*** The data Section Begins ***

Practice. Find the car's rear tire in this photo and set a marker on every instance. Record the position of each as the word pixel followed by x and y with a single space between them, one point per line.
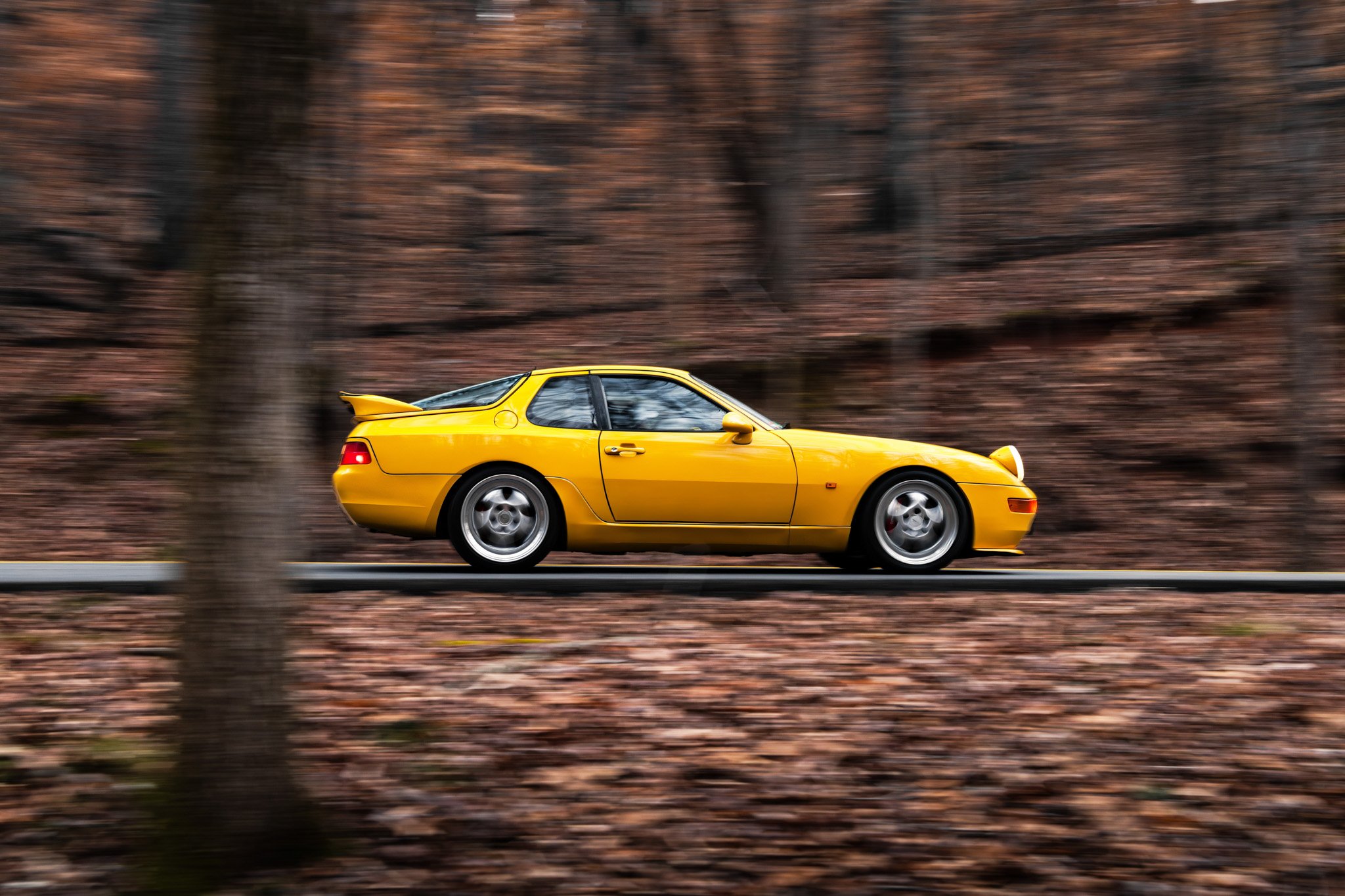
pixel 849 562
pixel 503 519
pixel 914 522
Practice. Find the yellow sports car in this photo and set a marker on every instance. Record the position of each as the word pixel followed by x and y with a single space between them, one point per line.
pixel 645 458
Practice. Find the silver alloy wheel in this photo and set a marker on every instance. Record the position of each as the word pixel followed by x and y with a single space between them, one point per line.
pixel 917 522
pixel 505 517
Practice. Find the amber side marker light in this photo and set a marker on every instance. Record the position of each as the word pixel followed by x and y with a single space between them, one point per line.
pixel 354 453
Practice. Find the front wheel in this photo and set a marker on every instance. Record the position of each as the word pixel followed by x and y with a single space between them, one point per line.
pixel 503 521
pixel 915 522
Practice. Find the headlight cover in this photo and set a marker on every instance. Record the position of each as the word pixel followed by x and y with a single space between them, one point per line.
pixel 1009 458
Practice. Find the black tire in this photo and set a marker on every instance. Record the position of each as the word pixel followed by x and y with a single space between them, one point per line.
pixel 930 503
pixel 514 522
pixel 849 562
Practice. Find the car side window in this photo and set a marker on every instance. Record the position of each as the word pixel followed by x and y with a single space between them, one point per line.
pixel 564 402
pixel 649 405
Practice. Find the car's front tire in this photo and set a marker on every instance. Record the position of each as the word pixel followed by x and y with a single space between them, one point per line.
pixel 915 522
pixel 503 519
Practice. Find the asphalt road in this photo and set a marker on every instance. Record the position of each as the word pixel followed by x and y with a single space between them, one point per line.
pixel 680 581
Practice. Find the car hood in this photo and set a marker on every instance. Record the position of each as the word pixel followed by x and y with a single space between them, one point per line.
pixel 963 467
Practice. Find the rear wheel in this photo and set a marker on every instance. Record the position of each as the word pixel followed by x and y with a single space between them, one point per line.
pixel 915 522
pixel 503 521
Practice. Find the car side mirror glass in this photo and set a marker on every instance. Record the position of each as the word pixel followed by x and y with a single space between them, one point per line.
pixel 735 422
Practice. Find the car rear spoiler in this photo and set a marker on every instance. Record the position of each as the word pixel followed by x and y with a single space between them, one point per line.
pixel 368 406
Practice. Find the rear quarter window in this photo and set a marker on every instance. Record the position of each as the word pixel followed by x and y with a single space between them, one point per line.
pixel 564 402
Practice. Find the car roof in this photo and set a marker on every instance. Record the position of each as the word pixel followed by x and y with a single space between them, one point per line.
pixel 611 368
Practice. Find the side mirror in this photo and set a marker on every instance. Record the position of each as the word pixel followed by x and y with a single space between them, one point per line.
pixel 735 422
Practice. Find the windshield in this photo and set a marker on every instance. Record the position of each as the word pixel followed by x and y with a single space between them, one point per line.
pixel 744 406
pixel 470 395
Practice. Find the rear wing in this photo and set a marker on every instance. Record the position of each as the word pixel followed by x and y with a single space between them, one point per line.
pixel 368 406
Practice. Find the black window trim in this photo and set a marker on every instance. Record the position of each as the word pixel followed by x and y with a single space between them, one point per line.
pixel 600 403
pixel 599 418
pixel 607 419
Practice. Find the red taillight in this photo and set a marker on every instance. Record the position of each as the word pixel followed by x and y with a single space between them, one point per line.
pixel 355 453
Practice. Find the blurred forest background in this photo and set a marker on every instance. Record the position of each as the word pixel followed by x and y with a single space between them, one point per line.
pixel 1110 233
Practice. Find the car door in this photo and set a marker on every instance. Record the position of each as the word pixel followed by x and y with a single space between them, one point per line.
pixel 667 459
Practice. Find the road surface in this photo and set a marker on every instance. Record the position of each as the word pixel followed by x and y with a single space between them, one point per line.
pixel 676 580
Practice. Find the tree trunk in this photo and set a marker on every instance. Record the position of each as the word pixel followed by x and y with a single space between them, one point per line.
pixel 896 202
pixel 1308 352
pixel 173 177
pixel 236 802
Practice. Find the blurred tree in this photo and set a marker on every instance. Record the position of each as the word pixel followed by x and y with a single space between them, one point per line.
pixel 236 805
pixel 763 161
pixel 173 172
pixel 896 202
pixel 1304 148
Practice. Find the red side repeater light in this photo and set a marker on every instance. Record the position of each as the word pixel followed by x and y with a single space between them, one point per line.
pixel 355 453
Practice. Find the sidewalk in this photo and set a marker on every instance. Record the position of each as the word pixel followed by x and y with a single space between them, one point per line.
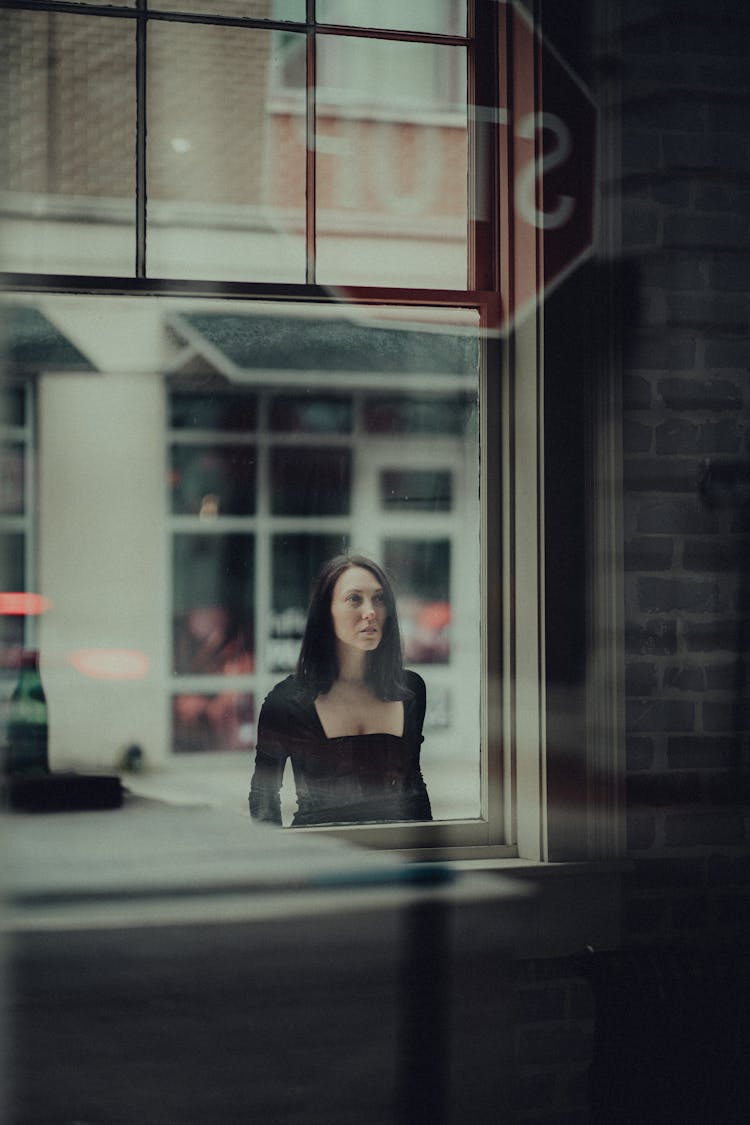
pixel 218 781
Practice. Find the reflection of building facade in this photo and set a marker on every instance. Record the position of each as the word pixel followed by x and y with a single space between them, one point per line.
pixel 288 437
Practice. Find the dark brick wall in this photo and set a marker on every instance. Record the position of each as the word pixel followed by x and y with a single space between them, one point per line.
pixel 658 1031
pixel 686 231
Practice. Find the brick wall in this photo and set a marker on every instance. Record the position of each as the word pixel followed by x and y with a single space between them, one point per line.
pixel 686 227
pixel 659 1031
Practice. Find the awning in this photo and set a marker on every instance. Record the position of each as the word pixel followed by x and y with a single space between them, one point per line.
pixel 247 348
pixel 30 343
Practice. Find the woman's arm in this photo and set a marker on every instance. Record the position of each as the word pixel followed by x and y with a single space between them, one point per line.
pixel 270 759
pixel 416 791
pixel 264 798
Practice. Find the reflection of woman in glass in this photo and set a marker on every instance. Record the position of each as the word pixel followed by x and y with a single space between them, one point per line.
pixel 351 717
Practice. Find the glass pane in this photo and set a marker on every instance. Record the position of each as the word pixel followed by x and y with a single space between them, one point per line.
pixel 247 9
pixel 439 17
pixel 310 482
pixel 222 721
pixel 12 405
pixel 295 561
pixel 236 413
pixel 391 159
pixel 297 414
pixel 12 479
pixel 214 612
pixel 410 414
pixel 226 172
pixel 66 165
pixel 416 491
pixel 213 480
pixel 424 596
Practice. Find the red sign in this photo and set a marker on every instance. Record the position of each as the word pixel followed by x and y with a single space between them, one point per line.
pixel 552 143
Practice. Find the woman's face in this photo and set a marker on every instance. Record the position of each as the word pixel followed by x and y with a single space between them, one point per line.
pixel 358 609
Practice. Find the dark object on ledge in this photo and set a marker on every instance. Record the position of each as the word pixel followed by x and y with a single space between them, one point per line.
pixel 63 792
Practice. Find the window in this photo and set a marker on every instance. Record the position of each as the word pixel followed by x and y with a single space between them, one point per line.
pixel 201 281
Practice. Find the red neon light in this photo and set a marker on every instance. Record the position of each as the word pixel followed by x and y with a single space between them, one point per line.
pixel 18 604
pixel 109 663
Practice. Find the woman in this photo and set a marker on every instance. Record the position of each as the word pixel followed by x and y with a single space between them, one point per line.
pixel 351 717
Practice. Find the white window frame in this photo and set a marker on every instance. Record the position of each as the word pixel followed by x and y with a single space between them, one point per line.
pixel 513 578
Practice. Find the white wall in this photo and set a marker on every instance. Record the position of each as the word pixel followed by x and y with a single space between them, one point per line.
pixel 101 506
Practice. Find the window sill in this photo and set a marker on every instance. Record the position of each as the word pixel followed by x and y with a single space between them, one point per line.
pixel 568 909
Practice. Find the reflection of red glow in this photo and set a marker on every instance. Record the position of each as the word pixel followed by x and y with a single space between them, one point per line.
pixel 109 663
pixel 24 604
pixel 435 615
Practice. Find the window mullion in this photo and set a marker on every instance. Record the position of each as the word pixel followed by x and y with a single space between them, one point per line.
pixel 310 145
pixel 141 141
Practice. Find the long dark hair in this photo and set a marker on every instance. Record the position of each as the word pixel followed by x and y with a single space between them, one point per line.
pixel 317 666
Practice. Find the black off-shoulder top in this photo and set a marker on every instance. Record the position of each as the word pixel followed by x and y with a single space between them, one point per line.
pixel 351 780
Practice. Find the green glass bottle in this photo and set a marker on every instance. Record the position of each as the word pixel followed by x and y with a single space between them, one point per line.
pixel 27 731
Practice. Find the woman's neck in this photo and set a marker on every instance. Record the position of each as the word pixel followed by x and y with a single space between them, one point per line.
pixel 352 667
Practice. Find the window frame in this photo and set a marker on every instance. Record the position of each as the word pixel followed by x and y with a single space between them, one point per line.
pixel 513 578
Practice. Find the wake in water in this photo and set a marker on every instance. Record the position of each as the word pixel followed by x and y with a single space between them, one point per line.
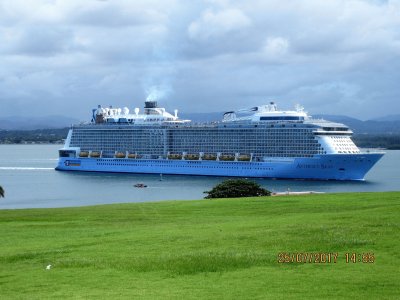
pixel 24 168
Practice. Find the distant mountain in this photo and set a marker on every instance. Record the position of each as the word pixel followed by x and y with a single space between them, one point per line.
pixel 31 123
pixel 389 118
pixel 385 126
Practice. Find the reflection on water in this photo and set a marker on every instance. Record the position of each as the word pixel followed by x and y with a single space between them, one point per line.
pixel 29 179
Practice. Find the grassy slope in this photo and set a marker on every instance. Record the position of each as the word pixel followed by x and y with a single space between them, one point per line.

*** The data Section Ends ***

→ **Task item**
Nothing but the lines from the one that holds "Practice. Find the green" through the end of the data should appear, written out exactly, without pictures.

→ **Task answer**
Practice. Find the green glass bottle in this photo and set a marker on every instance. Record the position of each as the word pixel followed by x and y with a single space between them, one point per line.
pixel 27 731
Practice. Find the woman's neck in this photo and set a marker on every instance. Record the position of each as the word pixel followed by x and y with a single space between them, one point per line.
pixel 352 667
Practice. Find the window frame in this photo and set a marker on every instance. Record the position of each as the word pixel followed by x and y with a single space between them, one point per line.
pixel 513 578
Practice. Find the wake in water in this photo and set a marker on every instance. Record the position of each as the word pixel followed by x and y with a single space between them, one point per line.
pixel 24 168
Practice. Find the distant mountain in this photo and set a marker on every instance. Record the position of each as the word pixel followed by x and y with a single space between them, one point per line.
pixel 31 123
pixel 389 118
pixel 385 126
Practice. Find the reflection on water in this photo and set a marker on every instance. Record the position of each as the word pixel followed by x and y with a single space between them, one point per line.
pixel 29 179
Practice. Find the grassy slope in this photo and set a marker on every instance. Record the position of each as the word pixel followed by x and y with a single space between them, one point per line.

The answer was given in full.